Convert the items below into a JSON list of strings, one string for each line, leaving out blank lines. Cover every item, but omit the pictures from the output.

* Begin Information shown *

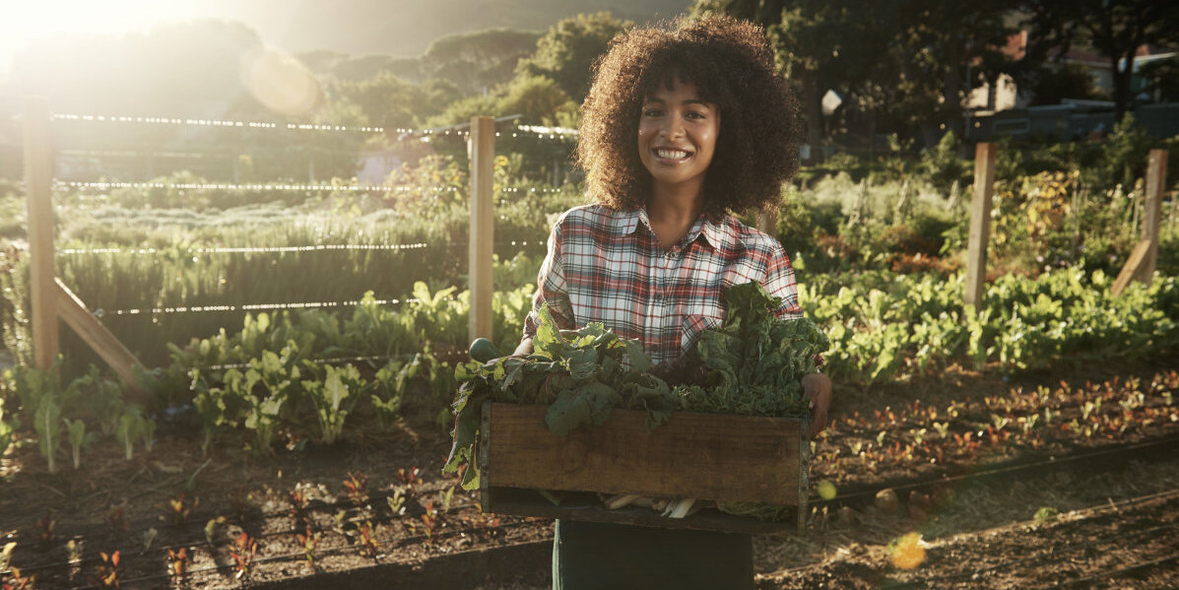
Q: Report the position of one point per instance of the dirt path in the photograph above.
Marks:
(1114, 530)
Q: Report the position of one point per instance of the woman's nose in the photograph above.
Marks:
(672, 129)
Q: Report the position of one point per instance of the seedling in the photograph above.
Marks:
(430, 519)
(6, 555)
(241, 503)
(78, 439)
(178, 563)
(409, 479)
(1046, 515)
(180, 510)
(309, 541)
(397, 503)
(117, 519)
(243, 552)
(298, 500)
(47, 424)
(211, 528)
(20, 582)
(109, 570)
(357, 487)
(43, 530)
(369, 545)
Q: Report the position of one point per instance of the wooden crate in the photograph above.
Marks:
(707, 457)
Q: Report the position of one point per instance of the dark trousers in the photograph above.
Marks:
(590, 556)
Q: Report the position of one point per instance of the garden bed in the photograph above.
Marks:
(349, 493)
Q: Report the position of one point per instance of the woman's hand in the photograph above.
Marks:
(817, 392)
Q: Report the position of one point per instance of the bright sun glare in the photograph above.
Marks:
(22, 20)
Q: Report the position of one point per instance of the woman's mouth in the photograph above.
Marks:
(670, 153)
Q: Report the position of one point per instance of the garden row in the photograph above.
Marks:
(309, 377)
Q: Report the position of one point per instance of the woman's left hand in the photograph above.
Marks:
(817, 393)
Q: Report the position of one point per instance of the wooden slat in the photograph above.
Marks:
(1132, 268)
(980, 223)
(482, 223)
(73, 312)
(712, 457)
(1152, 211)
(39, 187)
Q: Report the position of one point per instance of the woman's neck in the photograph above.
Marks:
(673, 210)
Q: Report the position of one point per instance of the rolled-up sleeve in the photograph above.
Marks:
(779, 282)
(552, 289)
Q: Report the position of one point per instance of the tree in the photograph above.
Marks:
(1115, 28)
(389, 102)
(480, 60)
(1051, 84)
(567, 52)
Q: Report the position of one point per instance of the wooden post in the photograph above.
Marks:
(1152, 211)
(39, 188)
(980, 223)
(482, 240)
(76, 315)
(768, 221)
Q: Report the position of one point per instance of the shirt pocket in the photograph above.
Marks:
(692, 326)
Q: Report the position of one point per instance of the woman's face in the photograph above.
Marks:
(677, 135)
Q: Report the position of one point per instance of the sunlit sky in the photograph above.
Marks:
(24, 20)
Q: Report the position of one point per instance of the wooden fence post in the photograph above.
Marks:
(39, 189)
(980, 223)
(1152, 211)
(482, 238)
(1141, 262)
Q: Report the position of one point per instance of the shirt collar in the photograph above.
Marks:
(716, 230)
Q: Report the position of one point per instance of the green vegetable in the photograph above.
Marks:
(583, 375)
(756, 361)
(482, 351)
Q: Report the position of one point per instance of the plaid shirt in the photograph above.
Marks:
(606, 266)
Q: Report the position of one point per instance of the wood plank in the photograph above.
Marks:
(39, 187)
(1132, 268)
(980, 223)
(1152, 211)
(588, 507)
(73, 312)
(482, 225)
(712, 457)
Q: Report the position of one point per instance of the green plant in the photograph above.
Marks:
(78, 439)
(109, 570)
(47, 423)
(131, 427)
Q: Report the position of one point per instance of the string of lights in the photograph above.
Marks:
(275, 249)
(284, 249)
(539, 131)
(256, 187)
(249, 307)
(334, 360)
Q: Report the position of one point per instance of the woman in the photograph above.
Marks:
(680, 126)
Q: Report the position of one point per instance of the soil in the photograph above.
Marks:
(173, 498)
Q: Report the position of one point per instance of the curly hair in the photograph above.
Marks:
(731, 64)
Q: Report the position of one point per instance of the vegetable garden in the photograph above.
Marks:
(301, 358)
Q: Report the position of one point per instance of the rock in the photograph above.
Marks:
(920, 506)
(887, 500)
(847, 516)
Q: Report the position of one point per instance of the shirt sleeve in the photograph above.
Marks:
(779, 282)
(552, 289)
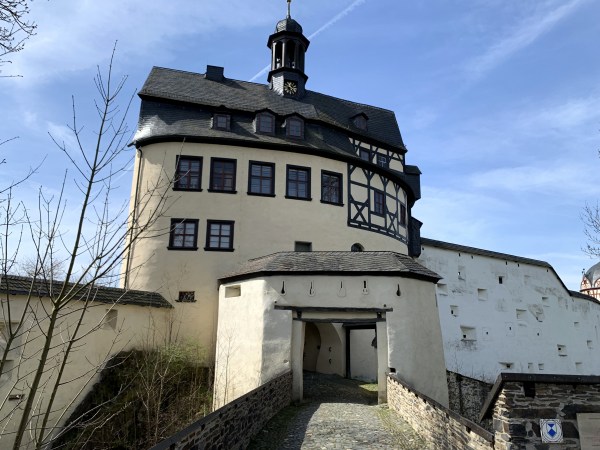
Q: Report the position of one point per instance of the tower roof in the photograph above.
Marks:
(288, 24)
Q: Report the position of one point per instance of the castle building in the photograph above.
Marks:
(287, 241)
(253, 170)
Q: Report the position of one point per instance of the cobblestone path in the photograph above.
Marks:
(337, 414)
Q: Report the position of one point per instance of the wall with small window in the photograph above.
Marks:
(251, 202)
(511, 312)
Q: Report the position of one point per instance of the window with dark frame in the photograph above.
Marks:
(219, 235)
(300, 246)
(188, 174)
(265, 123)
(298, 182)
(221, 121)
(365, 154)
(331, 187)
(402, 215)
(261, 178)
(184, 234)
(295, 127)
(378, 202)
(222, 175)
(383, 161)
(186, 297)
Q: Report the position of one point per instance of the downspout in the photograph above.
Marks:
(133, 217)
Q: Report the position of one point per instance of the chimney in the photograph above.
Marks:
(214, 73)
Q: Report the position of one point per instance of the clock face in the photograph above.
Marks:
(290, 87)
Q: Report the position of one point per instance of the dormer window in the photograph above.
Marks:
(221, 122)
(360, 121)
(294, 127)
(265, 123)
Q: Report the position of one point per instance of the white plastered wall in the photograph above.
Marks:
(515, 326)
(263, 225)
(133, 327)
(413, 331)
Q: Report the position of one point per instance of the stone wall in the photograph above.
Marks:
(438, 425)
(467, 396)
(233, 426)
(519, 401)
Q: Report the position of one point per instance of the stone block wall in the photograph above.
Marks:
(522, 400)
(441, 427)
(233, 426)
(467, 396)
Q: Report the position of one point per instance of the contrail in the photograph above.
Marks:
(338, 17)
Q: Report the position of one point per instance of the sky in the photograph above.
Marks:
(498, 101)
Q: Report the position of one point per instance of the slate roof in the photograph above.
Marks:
(17, 285)
(184, 101)
(329, 263)
(482, 252)
(505, 257)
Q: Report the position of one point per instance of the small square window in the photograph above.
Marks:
(186, 297)
(360, 121)
(221, 122)
(184, 234)
(298, 182)
(295, 127)
(188, 173)
(331, 187)
(222, 175)
(378, 202)
(219, 235)
(265, 123)
(261, 179)
(365, 154)
(383, 161)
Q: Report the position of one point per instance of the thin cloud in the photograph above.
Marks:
(522, 36)
(331, 22)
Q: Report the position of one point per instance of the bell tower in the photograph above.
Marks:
(288, 46)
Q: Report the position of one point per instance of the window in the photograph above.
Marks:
(302, 246)
(265, 123)
(221, 121)
(295, 127)
(331, 187)
(383, 161)
(261, 179)
(222, 175)
(365, 155)
(186, 297)
(188, 173)
(184, 234)
(219, 235)
(298, 182)
(378, 203)
(402, 215)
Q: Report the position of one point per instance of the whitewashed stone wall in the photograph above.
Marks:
(505, 314)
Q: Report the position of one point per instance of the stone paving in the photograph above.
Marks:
(337, 414)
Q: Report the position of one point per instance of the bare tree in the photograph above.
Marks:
(15, 28)
(40, 337)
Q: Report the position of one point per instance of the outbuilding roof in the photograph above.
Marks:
(169, 85)
(330, 263)
(16, 285)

* End Information shown *

__Task response__
[
  "Q: Report the position of one point per instance of the dirt path in the photograph above.",
  "Marks:",
  "(1114, 530)",
  "Q: Report the position of one point per instance of the woman's nose in the photograph above.",
  "Marks:",
  "(672, 129)",
  "Q: Report the position of one point per instance of the seedling in the photograph above.",
  "Marks:",
  "(430, 519)",
  "(6, 555)",
  "(241, 503)",
  "(78, 439)",
  "(178, 563)",
  "(409, 479)",
  "(1046, 515)",
  "(180, 510)",
  "(309, 541)",
  "(397, 503)",
  "(117, 519)",
  "(243, 552)",
  "(298, 500)",
  "(47, 424)",
  "(211, 528)",
  "(20, 582)",
  "(109, 570)",
  "(357, 487)",
  "(43, 530)",
  "(369, 545)",
  "Q: Report the position of one point per instance of the wooden crate in the photograph above.",
  "Marks:",
  "(707, 457)",
  "Q: Report the position of one point per instance of the dark trousers in the photograph above.",
  "Marks:",
  "(590, 556)",
  "Q: Report the position of one point per instance of the garden bed in the photograph above.",
  "Marks:",
  "(349, 493)",
  "Q: Report the position of one point per instance of the woman's hand in the photograph above.",
  "Marks:",
  "(817, 392)",
  "Q: Report the position of one point per instance of the bright sun glare in the photograph above.",
  "Marks:",
  "(22, 20)",
  "Q: Report the position of one point per instance of the woman's mouth in the photograph above.",
  "Marks:",
  "(670, 153)",
  "Q: Report the position of one point per instance of the garden row in the photograph above.",
  "Marks:",
  "(309, 377)",
  "Q: Report the position of one point per instance of the woman's left hand in the photograph above.",
  "Marks:",
  "(817, 393)",
  "Q: Report the position of one point per instance of the wooden slat in the photograph above.",
  "Marks:",
  "(1132, 268)",
  "(980, 223)",
  "(482, 223)",
  "(73, 312)",
  "(712, 457)",
  "(1152, 211)",
  "(39, 187)",
  "Q: Report the position of one point per instance of the woman's neck in the photograph above.",
  "Marks:",
  "(673, 210)",
  "Q: Report the position of one point per instance of the rolled-up sleeve in the photograph above.",
  "Marks:",
  "(779, 282)",
  "(552, 289)",
  "Q: Report the position of one point per instance of the tree in the photograph above.",
  "Marks:",
  "(1115, 28)",
  "(389, 102)",
  "(480, 60)",
  "(1051, 84)",
  "(567, 52)",
  "Q: Report the position of one point per instance of the wooden post in the photograph above.",
  "Marks:",
  "(1152, 211)",
  "(39, 188)",
  "(980, 223)",
  "(482, 240)",
  "(76, 315)",
  "(768, 221)",
  "Q: Report the position of one point per instance of the shirt pocket in the photograph above.",
  "Marks:",
  "(692, 326)",
  "Q: Report the position of one point per instance of the woman's face in the photograph above.",
  "Marks:",
  "(677, 135)",
  "Q: Report the position of one point per instance of the sunlit sky in the photograph above.",
  "Marks:",
  "(24, 20)",
  "Q: Report the position of one point per instance of the wooden fence post in the photograph above.",
  "Marks:",
  "(39, 189)",
  "(980, 223)",
  "(1152, 211)",
  "(482, 238)",
  "(1141, 262)",
  "Q: Report the position of one point per instance of the shirt collar in the photograph above.",
  "Marks:",
  "(716, 230)",
  "Q: Report the position of one point per instance of the green vegetable in the photograph above.",
  "Marks:",
  "(583, 375)",
  "(756, 361)",
  "(482, 351)",
  "Q: Report the position of one point per instance of the plaid shirt in the photograph above.",
  "Marks:",
  "(606, 266)",
  "Q: Report the position of one point per instance of the wood plank in the photograph above.",
  "Marks:",
  "(39, 187)",
  "(1132, 268)",
  "(980, 223)",
  "(1152, 211)",
  "(588, 507)",
  "(73, 312)",
  "(482, 225)",
  "(712, 457)",
  "Q: Report the position of one point per instance of the green plant in the photograph above.",
  "Marks:",
  "(78, 439)",
  "(109, 570)",
  "(47, 423)",
  "(131, 427)",
  "Q: Report the position of one point per instance of the string of lights in the photograph above.",
  "Marks:",
  "(275, 249)",
  "(284, 249)",
  "(539, 131)",
  "(256, 187)",
  "(249, 307)",
  "(334, 360)",
  "Q: Report the position of one point per instance of the woman in the photograph above.",
  "Marks:",
  "(680, 126)",
  "Q: Report the position of one point per instance of the soil in the photograph above.",
  "Marks:",
  "(173, 498)",
  "Q: Report the position of one point per instance of the curly hair in the photograph above.",
  "Marks:",
  "(731, 64)",
  "Q: Report the position of one point per instance of the vegetable garden in the photograph above.",
  "Marks:",
  "(301, 358)",
  "Q: Report the position of one point per instance of the rock in the photograph above.",
  "Marks:",
  "(920, 506)",
  "(887, 500)",
  "(847, 516)",
  "Q: Report the position of one point per instance of the shirt sleeve in the photograph above.",
  "Marks:",
  "(779, 282)",
  "(552, 289)",
  "Q: Report the position of one point per instance of the tower roof in the photograph above.",
  "Marks:",
  "(288, 24)",
  "Q: Report the position of one point per instance of the castle building in the photograph above.",
  "Marks:",
  "(287, 241)",
  "(253, 170)",
  "Q: Report the position of one point per instance of the cobblestone path in the photograph above.",
  "Marks:",
  "(337, 414)",
  "Q: Report the position of one point per instance of the wall with small window in the photograph above.",
  "Marks:",
  "(251, 202)",
  "(511, 312)",
  "Q: Report the position of one point per instance of the window with dark frame in the photograph above.",
  "Marks:",
  "(219, 235)",
  "(300, 246)",
  "(188, 174)",
  "(265, 123)",
  "(298, 182)",
  "(221, 121)",
  "(365, 154)",
  "(331, 187)",
  "(402, 215)",
  "(261, 178)",
  "(184, 234)",
  "(295, 127)",
  "(378, 202)",
  "(222, 175)",
  "(383, 161)",
  "(186, 297)",
  "Q: Report the position of one point per instance of the downspout in the photograph above.",
  "Marks:",
  "(133, 217)",
  "Q: Report the position of one point per instance of the chimney in the photograph above.",
  "Marks:",
  "(214, 73)",
  "Q: Report the position of one point per instance of the clock face in the photograph above.",
  "Marks:",
  "(290, 87)",
  "Q: Report the position of one point per instance of the dormer window in the photograph above.",
  "Marks:",
  "(221, 122)",
  "(360, 121)",
  "(294, 127)",
  "(265, 123)",
  "Q: Report the position of one point per instance of the white plastered wall in the photograph above.",
  "Marks:",
  "(515, 326)",
  "(263, 225)",
  "(133, 327)",
  "(413, 331)",
  "Q: Report the position of one point per instance of the stone wall in the photograph above.",
  "Marks:",
  "(438, 425)",
  "(467, 396)",
  "(233, 426)",
  "(519, 401)",
  "Q: Report the position of one point per instance of the stone block wall in the photograph above.",
  "Marks:",
  "(522, 400)",
  "(441, 427)",
  "(233, 426)",
  "(467, 396)",
  "Q: Report the position of one point per instance of the contrail in the photograph above.",
  "Marks:",
  "(338, 17)",
  "Q: Report the position of one point per instance of the sky in the photograph above.",
  "Marks:",
  "(498, 101)",
  "Q: Report the position of one point per instance of the slate roof in the photograph above.",
  "Marks:",
  "(17, 285)",
  "(184, 101)",
  "(329, 263)",
  "(482, 252)",
  "(505, 257)",
  "Q: Report the position of one point per instance of the small square window in the photograph above.",
  "Marks:",
  "(186, 297)",
  "(360, 121)",
  "(221, 122)",
  "(184, 234)",
  "(298, 182)",
  "(295, 127)",
  "(188, 173)",
  "(331, 187)",
  "(222, 175)",
  "(378, 202)",
  "(219, 235)",
  "(265, 123)",
  "(261, 179)",
  "(365, 154)",
  "(383, 161)",
  "Q: Report the position of one point per instance of the thin cloud in the photograph above.",
  "Marks:",
  "(522, 36)",
  "(331, 22)",
  "Q: Report the position of one point per instance of the bell tower in the photograph above.",
  "Marks:",
  "(288, 46)",
  "Q: Report the position of one point per instance of the window in the photograph above.",
  "Marks:",
  "(302, 246)",
  "(265, 123)",
  "(221, 121)",
  "(295, 127)",
  "(331, 187)",
  "(383, 161)",
  "(261, 179)",
  "(222, 175)",
  "(365, 155)",
  "(186, 297)",
  "(188, 173)",
  "(184, 234)",
  "(219, 235)",
  "(298, 182)",
  "(378, 203)",
  "(402, 215)",
  "Q: Report the position of one point per instance of the whitewashed stone wall in the photograph above.",
  "Marks:",
  "(505, 314)",
  "Q: Report the position of one point per instance of the stone paving in the photograph above.",
  "Marks:",
  "(337, 414)",
  "Q: Report the position of one point per instance of the bare tree in the photograph above.",
  "Marks:",
  "(15, 28)",
  "(40, 337)",
  "Q: Report the position of one point per instance of the outbuilding roof in the photograph above.",
  "Marks:",
  "(169, 85)",
  "(330, 263)",
  "(16, 285)"
]